Given instruction> State how many lines in the entries below contain the word "object". Reply with that number alone.

Entries from a pointing dataset>

───

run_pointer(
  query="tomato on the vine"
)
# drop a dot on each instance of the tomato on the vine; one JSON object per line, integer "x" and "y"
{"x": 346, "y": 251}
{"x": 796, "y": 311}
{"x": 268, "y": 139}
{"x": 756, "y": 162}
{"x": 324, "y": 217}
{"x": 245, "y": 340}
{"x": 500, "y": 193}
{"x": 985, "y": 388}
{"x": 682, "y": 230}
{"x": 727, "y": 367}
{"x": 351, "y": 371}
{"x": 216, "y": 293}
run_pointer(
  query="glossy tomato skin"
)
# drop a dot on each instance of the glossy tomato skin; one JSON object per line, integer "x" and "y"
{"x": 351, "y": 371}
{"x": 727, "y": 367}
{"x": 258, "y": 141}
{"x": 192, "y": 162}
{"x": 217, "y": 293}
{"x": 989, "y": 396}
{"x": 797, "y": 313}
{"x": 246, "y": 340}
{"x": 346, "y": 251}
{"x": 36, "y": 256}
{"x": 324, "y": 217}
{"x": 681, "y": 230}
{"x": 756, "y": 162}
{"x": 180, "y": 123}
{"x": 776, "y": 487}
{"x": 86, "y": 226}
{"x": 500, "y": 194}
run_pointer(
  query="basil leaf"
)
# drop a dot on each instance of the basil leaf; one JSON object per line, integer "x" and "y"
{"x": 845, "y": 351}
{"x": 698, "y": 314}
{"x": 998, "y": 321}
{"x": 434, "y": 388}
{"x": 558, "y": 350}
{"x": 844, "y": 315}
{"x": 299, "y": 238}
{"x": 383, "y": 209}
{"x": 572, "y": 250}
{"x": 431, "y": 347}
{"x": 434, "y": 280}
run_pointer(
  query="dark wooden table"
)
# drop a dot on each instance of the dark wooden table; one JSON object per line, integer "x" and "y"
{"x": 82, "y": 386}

───

Response to the exercise> 4